Rewrite the records below with "Search" replaced by "Scan" throughout and everything else unchanged. Leave the pictures out.
##### Dataset records #####
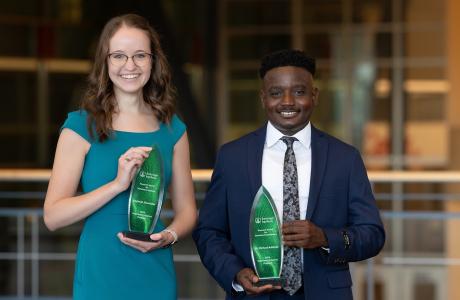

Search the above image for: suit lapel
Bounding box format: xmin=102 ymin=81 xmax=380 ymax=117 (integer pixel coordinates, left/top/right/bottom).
xmin=306 ymin=126 xmax=328 ymax=220
xmin=247 ymin=125 xmax=267 ymax=196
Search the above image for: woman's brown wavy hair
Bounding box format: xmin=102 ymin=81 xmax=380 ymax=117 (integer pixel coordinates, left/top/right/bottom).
xmin=81 ymin=14 xmax=175 ymax=142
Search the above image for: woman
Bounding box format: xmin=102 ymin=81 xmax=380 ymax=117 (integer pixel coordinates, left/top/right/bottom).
xmin=44 ymin=14 xmax=196 ymax=299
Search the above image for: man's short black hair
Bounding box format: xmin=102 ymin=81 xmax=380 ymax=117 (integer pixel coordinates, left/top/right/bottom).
xmin=259 ymin=49 xmax=316 ymax=79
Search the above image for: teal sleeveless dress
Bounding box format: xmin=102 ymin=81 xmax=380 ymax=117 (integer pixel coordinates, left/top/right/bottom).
xmin=62 ymin=111 xmax=186 ymax=300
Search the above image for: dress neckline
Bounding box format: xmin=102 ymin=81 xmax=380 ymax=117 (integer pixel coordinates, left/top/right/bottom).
xmin=113 ymin=122 xmax=164 ymax=134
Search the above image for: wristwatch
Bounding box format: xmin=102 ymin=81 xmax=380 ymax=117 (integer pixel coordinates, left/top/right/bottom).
xmin=342 ymin=230 xmax=351 ymax=250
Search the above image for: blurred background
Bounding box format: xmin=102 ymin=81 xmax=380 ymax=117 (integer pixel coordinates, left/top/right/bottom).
xmin=0 ymin=0 xmax=460 ymax=300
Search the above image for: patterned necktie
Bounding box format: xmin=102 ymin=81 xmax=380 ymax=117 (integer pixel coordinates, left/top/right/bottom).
xmin=281 ymin=136 xmax=302 ymax=296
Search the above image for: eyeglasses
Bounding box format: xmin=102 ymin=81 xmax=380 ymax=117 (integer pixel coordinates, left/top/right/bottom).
xmin=108 ymin=52 xmax=153 ymax=67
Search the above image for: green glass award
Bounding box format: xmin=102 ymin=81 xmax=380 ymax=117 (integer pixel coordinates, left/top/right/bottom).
xmin=249 ymin=186 xmax=283 ymax=286
xmin=124 ymin=145 xmax=165 ymax=242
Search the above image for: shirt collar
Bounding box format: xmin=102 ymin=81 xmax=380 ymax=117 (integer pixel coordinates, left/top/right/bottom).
xmin=265 ymin=121 xmax=311 ymax=149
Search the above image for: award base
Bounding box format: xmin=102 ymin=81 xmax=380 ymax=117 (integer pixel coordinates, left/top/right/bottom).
xmin=254 ymin=278 xmax=284 ymax=287
xmin=123 ymin=231 xmax=156 ymax=243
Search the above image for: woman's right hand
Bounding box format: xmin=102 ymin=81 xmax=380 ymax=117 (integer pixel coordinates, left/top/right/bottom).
xmin=114 ymin=147 xmax=152 ymax=192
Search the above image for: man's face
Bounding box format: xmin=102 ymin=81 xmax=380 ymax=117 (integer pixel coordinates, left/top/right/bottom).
xmin=260 ymin=66 xmax=318 ymax=135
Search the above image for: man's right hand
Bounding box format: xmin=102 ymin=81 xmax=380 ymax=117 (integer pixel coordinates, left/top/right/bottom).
xmin=236 ymin=268 xmax=281 ymax=295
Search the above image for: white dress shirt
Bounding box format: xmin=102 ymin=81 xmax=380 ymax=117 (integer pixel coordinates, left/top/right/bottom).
xmin=262 ymin=122 xmax=311 ymax=223
xmin=232 ymin=122 xmax=311 ymax=292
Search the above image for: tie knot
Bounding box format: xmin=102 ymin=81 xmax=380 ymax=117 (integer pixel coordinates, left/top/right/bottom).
xmin=280 ymin=136 xmax=297 ymax=149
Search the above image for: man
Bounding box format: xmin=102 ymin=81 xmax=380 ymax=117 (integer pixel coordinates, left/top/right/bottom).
xmin=193 ymin=50 xmax=385 ymax=300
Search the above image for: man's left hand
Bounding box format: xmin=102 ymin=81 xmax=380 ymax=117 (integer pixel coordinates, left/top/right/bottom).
xmin=283 ymin=220 xmax=328 ymax=249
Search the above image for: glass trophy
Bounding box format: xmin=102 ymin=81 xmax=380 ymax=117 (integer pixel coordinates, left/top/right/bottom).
xmin=249 ymin=186 xmax=283 ymax=286
xmin=123 ymin=145 xmax=165 ymax=242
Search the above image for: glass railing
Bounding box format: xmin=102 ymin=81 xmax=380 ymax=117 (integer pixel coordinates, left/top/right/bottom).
xmin=0 ymin=169 xmax=460 ymax=300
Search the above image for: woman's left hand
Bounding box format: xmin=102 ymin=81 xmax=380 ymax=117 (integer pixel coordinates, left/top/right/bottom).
xmin=117 ymin=231 xmax=174 ymax=253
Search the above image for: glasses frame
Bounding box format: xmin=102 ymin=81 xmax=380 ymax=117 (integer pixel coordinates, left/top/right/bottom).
xmin=107 ymin=52 xmax=153 ymax=67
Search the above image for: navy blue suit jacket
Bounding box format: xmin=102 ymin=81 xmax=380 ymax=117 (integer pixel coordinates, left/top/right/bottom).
xmin=193 ymin=126 xmax=385 ymax=300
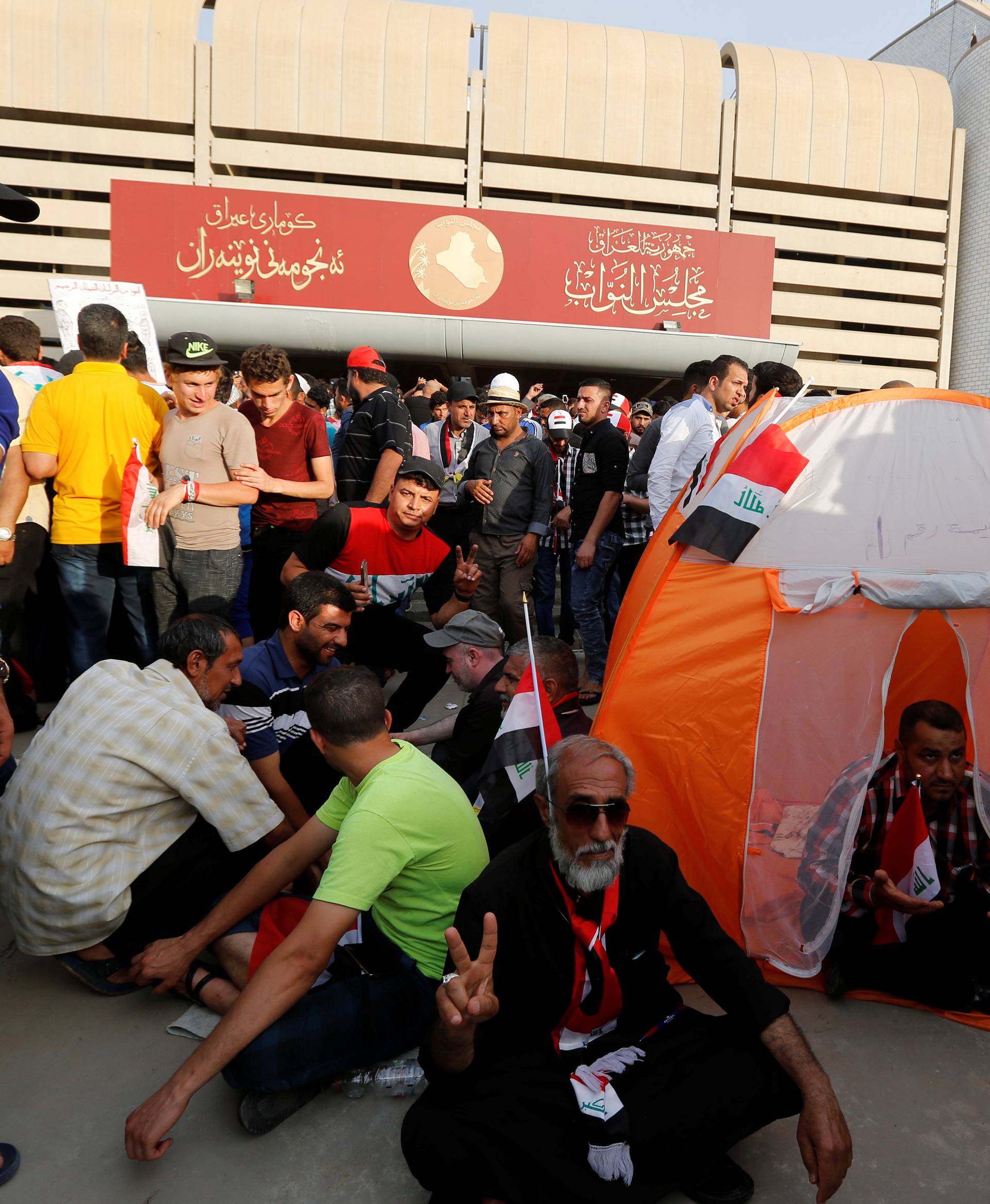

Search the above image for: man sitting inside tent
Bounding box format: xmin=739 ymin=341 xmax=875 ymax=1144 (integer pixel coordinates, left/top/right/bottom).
xmin=402 ymin=736 xmax=852 ymax=1204
xmin=798 ymin=701 xmax=990 ymax=1012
#####
### [Final answer]
Scan the above image for: suit lapel
Bounding box format: xmin=102 ymin=81 xmax=380 ymax=117 (integer pixel coordinates, left/top/right/bottom).
xmin=306 ymin=126 xmax=328 ymax=220
xmin=247 ymin=125 xmax=267 ymax=196
Scan the above image for: woman's brown wavy hair
Bounding box format: xmin=102 ymin=81 xmax=380 ymax=117 (integer pixel coordinates, left/top/right/bottom).
xmin=81 ymin=14 xmax=175 ymax=142
Scan the above image for: woman
Bounding box format: xmin=102 ymin=81 xmax=380 ymax=117 (integer pixel coordinates, left/top/right/bottom).
xmin=44 ymin=14 xmax=196 ymax=299
Scan the above image for: man's short black hair
Bounding box format: xmin=102 ymin=81 xmax=380 ymax=117 (integer pixel coordinates, left/top/right/bottom).
xmin=259 ymin=49 xmax=316 ymax=79
Scan the above image for: teal sleeveless dress
Bounding box format: xmin=102 ymin=81 xmax=380 ymax=117 (integer pixel coordinates, left/top/right/bottom).
xmin=62 ymin=111 xmax=186 ymax=300
Scan the above image for: dress neckline
Bounding box format: xmin=102 ymin=81 xmax=380 ymax=117 (integer pixel coordinates, left/top/right/bottom).
xmin=113 ymin=122 xmax=164 ymax=134
Scan the above image for: wristwatch
Bounding box format: xmin=102 ymin=81 xmax=380 ymax=117 (integer pixel coordinates, left/top/right/bottom).
xmin=342 ymin=230 xmax=351 ymax=250
Scan the above image for: blurred background
Bounding box format: xmin=102 ymin=81 xmax=380 ymax=117 (integer pixel coordinates, left/top/right/bottom).
xmin=0 ymin=0 xmax=460 ymax=300
Scan the above image for: patterned necktie
Bounding box format: xmin=102 ymin=81 xmax=380 ymax=117 (integer pixel coordinates, left/top/right/bottom).
xmin=281 ymin=136 xmax=302 ymax=296
Scan the above image for: eyeglasses
Bounding box format: xmin=102 ymin=81 xmax=380 ymax=117 (integer pixel coordinates, left/top/right/bottom).
xmin=108 ymin=52 xmax=153 ymax=67
Scan the above image for: green glass award
Bounding box format: xmin=102 ymin=81 xmax=380 ymax=117 (integer pixel coordinates, left/top/right/bottom).
xmin=249 ymin=186 xmax=283 ymax=286
xmin=124 ymin=145 xmax=165 ymax=242
Scan the above image for: shirt collar
Bounding box format: xmin=102 ymin=81 xmax=380 ymax=117 (integer pixel coordinates, left/top/right/bottom).
xmin=265 ymin=121 xmax=311 ymax=149
Scan the above image for: award base
Bounding box format: xmin=102 ymin=81 xmax=380 ymax=117 (integer pixel coordinates, left/top/right/bottom).
xmin=254 ymin=278 xmax=284 ymax=287
xmin=123 ymin=231 xmax=156 ymax=243
Scan the above image for: woman's right hand
Bounding box format: xmin=102 ymin=81 xmax=380 ymax=117 (integer pixel coordinates, left/top/right/bottom).
xmin=114 ymin=147 xmax=152 ymax=192
Scan the above image for: man's face
Bounding box format: xmin=102 ymin=81 xmax=380 ymax=117 (integer pixel coordinates, left/top/right/bottom).
xmin=260 ymin=66 xmax=318 ymax=135
Scan the above image for: man's right hand
Bounding box format: xmin=102 ymin=81 xmax=380 ymax=117 (integer pixel coordinates, left/top/right/bottom).
xmin=236 ymin=268 xmax=281 ymax=295
Scan the above image for: white dress shirt
Bounding box format: xmin=102 ymin=81 xmax=380 ymax=117 (integer pixel coordinates, left/top/right/bottom).
xmin=262 ymin=122 xmax=311 ymax=223
xmin=232 ymin=122 xmax=311 ymax=292
Scan the above image for: tie knot
Bounding box format: xmin=102 ymin=81 xmax=380 ymax=117 (integer pixel coordinates, left/top/right/bottom).
xmin=280 ymin=136 xmax=297 ymax=149
Scan the above image for: man
Bounding box format: xmin=102 ymin=81 xmax=380 ymax=117 (integer pixel coordinates, left/top/right/bottom).
xmin=193 ymin=50 xmax=385 ymax=300
Scan the above image for: man's left hand
Bounding box format: xmin=102 ymin=81 xmax=380 ymax=117 (integer pixel coordinates, left/top/right/bottom).
xmin=283 ymin=220 xmax=328 ymax=249
Scan the above image for: glass trophy
Bounding box format: xmin=102 ymin=81 xmax=380 ymax=117 (integer pixel coordinates, left/top/right/bottom).
xmin=249 ymin=186 xmax=283 ymax=286
xmin=123 ymin=145 xmax=165 ymax=242
Scan the above image for: glass railing
Bounding box format: xmin=102 ymin=81 xmax=380 ymax=117 (integer pixel coordinates, left/top/right/bottom).
xmin=0 ymin=169 xmax=460 ymax=300
Scan the above image for: woman's left hand
Bounding box format: xmin=102 ymin=81 xmax=380 ymax=117 (integer pixel coordinates, left/top/right/bottom).
xmin=117 ymin=231 xmax=174 ymax=253
Scan the above image for: glasses frame
Bounding box format: xmin=102 ymin=81 xmax=380 ymax=117 (integer pixel coordinates, left/top/right/bottom).
xmin=107 ymin=52 xmax=153 ymax=67
Scan the above image for: navy blue suit jacket
Bounding box format: xmin=102 ymin=81 xmax=380 ymax=117 (integer pixel coordinates, left/top/right/bottom).
xmin=193 ymin=126 xmax=385 ymax=300

Scan the above image for: man sitting inside tent
Bounding box format: xmin=739 ymin=341 xmax=875 ymax=1144 (integer pixel coordinates, left/top/right/bottom).
xmin=402 ymin=736 xmax=852 ymax=1204
xmin=798 ymin=701 xmax=990 ymax=1012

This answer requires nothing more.